Dataset excerpt —
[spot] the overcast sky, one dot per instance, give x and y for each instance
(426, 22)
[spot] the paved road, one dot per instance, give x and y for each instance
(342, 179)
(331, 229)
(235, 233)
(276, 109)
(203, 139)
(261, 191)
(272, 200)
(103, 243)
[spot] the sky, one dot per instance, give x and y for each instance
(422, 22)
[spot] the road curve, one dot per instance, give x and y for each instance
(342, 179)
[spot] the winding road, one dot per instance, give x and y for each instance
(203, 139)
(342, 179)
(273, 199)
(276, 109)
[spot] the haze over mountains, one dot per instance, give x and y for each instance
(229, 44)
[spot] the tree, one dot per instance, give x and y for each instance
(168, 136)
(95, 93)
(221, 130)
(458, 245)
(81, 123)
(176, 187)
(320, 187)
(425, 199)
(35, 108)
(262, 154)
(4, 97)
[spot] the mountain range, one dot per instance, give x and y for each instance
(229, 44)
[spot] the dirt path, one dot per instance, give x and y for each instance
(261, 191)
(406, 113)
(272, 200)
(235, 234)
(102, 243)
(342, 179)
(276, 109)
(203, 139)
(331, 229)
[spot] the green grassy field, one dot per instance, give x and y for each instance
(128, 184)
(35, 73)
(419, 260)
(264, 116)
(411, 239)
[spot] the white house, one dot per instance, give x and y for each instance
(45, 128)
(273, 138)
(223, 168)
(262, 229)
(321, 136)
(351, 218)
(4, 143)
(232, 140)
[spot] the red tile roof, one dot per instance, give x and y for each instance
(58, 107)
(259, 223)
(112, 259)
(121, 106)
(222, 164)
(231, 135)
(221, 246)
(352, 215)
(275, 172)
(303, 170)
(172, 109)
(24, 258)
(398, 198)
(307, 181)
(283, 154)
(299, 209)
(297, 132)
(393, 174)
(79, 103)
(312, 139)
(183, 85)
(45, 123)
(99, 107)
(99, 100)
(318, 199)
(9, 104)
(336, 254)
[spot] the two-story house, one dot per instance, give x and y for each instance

Objective —
Quote, word for word, the stretch of the material from the line containing "[spot] the green" through the end of the material.

Result below —
[spot] the green grassy field, one dot per instance, give x and y for each instance
(128, 184)
(35, 73)
(419, 260)
(264, 116)
(411, 239)
[spot] the white house, one dot per instance, give x and y for each instance
(45, 128)
(273, 138)
(223, 168)
(262, 229)
(321, 136)
(351, 218)
(4, 143)
(232, 140)
[spot] the red tile roof, one dot per instance, give x and y for each instance
(58, 107)
(259, 223)
(112, 259)
(121, 106)
(222, 164)
(231, 135)
(221, 246)
(352, 215)
(275, 172)
(303, 170)
(172, 109)
(24, 258)
(398, 198)
(307, 181)
(283, 154)
(299, 209)
(297, 132)
(393, 174)
(79, 103)
(312, 139)
(183, 85)
(45, 123)
(99, 107)
(99, 100)
(318, 199)
(9, 104)
(336, 254)
[spot] the two-story house, one dot per instance, give x and y for each instance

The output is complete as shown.